▸ Your instructions
Using the Margaret Mead passage below, answer each question on its own line.
(a) In what town was Mead raised?
(b) In what year did she join the American Museum of Natural History, and in what position?
(c) Whom did her sister Elizabeth marry?

▸ Document passage
◇ ◇ ◇ ◇

Margaret Mead (December 16, 1901 – November 15, 1978) was an American cultural anthropologist, who was frequently a featured writer and speaker in the mass media throughout the 1960s and 1970s.

She was both a popularizer of the insights of anthropology into modern American and Western culture, and also a respected, if controversial, academic anthropologist. Her reports about the attitudes towards sex in South Pacific and Southeast Asian traditional cultures amply informed the 1960s sexual revolution. Mead was a champion of broadened sexual mores within a context of traditional western religious life.

An Anglican Christian, she played a considerable part in the drafting of the 1979 American Episcopal Book of Common Prayer.[1]:347-348

She was a recognizable figure in academia, usually wearing a distinctive cape and carrying a tall, forked walking stick.[2]


Birth, early family life and education

Mead was the first of five children, born into a Quaker family,[3] and raised in Doylestown, Pennsylvania. Her father, Edward Sherwood Mead, was a professor of finance at the Wharton School of the University of Pennsylvania, and her mother, Emily Fogg Mead,[4] was a sociologist who studied Italian immigrants.[5] Her sister Katharine (1906-1907) died at the age of nine months. This was a traumatic event for Mead, who had named this baby, and thoughts of her lost sister permeated her daydreams for many years.[1] Her family moved frequently, so her early education alternated between home-schooling and traditional schools.[5] Margaret studied one year, 1919, at DePauw University, then transferred to Barnard College where she earned her Bachelor's degree in 1923.

She studied with Professor Franz Boas and Dr. Ruth Benedict at Columbia University before earning her Master's in 1924.[6] Mead set out in 1925 to do fieldwork in Polynesia.[7] In 1926, she joined the American Museum of Natural History, New York City, as assistant curator.[8] She received her Ph.D. from Columbia University in 1929.[9]

Both of Mead's surviving sisters were married to famous men. Elizabeth Mead (1909-1983), an artist and teacher, married cartoonist William Steig, and Priscilla Mead (1911-1959) married author Leo Rosten. Mead also had a brother.

Personal life

Mead was married three times. All her husbands were anthropologists. Her first husband (1923–1928) was Luther Cressman, a theology student at the time who eventually became an anthropologist. Mead dismissively characterized their union as "my student marriage" in Blackberry Winter, a sobriquet with which Cressman took vigorous issue. Her second husband was New Zealander Reo Fortune, a Cambridge graduate (1928–1935). As an anthropologist, his Sorcerers of Dobu remains the locus classicus of eastern Papuan anthropology, but he is best known instead for his Fortunate number theory. She described her second marriage as more passionate than the first, embarked upon when she was told that she could not have children and abandoned when she was given hope by another physician that childbearing might indeed be possible.

◇ ◇ ◇ ◇

▸ Dataset extract
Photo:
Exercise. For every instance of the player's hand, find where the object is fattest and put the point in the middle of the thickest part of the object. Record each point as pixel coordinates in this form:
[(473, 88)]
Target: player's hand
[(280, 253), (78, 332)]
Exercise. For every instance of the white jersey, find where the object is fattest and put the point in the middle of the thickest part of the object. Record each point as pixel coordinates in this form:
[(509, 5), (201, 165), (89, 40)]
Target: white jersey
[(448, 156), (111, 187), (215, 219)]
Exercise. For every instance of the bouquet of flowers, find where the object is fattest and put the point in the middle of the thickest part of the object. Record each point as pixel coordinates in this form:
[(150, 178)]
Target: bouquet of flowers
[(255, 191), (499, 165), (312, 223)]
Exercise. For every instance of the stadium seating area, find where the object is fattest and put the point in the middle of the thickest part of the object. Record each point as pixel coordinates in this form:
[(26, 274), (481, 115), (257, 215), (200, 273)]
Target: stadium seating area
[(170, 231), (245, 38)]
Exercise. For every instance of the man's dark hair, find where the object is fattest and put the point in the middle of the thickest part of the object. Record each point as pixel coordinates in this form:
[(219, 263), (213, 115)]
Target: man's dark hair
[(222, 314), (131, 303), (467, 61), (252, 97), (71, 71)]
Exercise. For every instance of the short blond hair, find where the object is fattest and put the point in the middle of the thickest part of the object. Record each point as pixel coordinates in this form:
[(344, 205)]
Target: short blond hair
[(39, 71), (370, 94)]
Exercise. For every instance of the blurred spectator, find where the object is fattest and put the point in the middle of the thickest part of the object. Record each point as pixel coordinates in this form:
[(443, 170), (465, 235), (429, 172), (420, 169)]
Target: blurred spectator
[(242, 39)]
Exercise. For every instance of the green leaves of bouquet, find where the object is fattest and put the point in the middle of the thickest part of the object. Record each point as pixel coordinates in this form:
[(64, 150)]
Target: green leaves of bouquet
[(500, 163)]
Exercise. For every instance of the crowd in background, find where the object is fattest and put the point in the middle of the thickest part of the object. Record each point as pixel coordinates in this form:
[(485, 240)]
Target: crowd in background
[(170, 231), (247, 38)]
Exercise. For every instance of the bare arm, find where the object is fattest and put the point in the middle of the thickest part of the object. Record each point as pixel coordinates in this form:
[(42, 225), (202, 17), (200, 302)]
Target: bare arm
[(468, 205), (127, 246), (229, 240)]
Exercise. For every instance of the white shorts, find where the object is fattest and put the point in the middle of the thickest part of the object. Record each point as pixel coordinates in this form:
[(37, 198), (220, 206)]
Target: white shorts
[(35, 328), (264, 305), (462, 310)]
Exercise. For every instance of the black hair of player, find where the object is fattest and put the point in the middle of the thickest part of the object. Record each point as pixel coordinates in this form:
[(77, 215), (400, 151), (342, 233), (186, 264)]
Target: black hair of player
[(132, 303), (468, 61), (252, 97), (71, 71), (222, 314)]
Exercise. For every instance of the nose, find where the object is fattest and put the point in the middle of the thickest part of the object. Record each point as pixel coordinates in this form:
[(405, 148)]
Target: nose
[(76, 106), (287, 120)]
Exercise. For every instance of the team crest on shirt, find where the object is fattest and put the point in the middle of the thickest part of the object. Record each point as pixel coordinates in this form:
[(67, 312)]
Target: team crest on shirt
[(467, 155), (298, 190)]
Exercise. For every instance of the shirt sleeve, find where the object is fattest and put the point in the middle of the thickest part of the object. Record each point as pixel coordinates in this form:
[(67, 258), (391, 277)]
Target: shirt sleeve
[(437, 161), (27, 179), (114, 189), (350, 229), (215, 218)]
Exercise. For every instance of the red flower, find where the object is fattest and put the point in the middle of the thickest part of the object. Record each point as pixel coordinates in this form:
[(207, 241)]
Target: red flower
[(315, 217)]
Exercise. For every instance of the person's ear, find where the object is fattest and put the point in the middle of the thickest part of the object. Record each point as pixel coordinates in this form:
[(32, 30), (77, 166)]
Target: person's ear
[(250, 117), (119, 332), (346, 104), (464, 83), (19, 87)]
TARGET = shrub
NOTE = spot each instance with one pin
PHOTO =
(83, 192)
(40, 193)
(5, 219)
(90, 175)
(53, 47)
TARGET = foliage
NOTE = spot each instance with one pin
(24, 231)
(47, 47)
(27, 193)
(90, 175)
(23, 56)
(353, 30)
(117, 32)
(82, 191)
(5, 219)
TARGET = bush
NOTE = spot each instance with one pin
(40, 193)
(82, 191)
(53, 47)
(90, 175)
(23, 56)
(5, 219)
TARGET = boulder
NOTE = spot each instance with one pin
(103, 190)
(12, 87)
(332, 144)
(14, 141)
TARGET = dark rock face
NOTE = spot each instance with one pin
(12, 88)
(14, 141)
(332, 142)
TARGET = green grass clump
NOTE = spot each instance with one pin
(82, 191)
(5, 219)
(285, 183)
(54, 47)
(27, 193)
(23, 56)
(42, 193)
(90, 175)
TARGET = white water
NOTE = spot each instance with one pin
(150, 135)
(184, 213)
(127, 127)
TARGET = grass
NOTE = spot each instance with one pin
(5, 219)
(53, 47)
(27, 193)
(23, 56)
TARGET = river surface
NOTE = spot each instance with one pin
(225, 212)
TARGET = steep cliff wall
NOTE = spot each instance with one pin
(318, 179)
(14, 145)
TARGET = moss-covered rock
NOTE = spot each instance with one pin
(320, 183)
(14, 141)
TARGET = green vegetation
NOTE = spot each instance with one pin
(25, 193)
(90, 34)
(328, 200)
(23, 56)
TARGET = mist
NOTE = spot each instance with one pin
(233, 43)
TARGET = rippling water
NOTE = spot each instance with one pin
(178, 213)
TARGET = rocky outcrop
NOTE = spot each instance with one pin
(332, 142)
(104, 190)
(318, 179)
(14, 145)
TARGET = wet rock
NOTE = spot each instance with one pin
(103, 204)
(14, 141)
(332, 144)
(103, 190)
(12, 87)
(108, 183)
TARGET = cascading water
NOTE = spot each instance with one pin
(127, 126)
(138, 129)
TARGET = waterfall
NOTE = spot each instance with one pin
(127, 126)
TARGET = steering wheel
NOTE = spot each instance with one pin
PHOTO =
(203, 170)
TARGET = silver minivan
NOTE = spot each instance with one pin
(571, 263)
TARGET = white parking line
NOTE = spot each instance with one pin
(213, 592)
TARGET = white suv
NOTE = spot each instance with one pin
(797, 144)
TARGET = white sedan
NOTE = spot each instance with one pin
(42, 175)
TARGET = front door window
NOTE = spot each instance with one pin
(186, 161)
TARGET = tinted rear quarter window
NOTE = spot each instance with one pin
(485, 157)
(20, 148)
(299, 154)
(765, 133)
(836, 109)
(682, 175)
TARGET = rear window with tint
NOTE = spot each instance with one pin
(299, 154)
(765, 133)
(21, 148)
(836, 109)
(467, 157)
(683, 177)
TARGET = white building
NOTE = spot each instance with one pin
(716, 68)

◇ ◇ ◇ ◇

▸ Solution to this problem
(a) Doylestown, Pennsylvania
(b) 1926, as assistant curator
(c) Cartoonist William Steig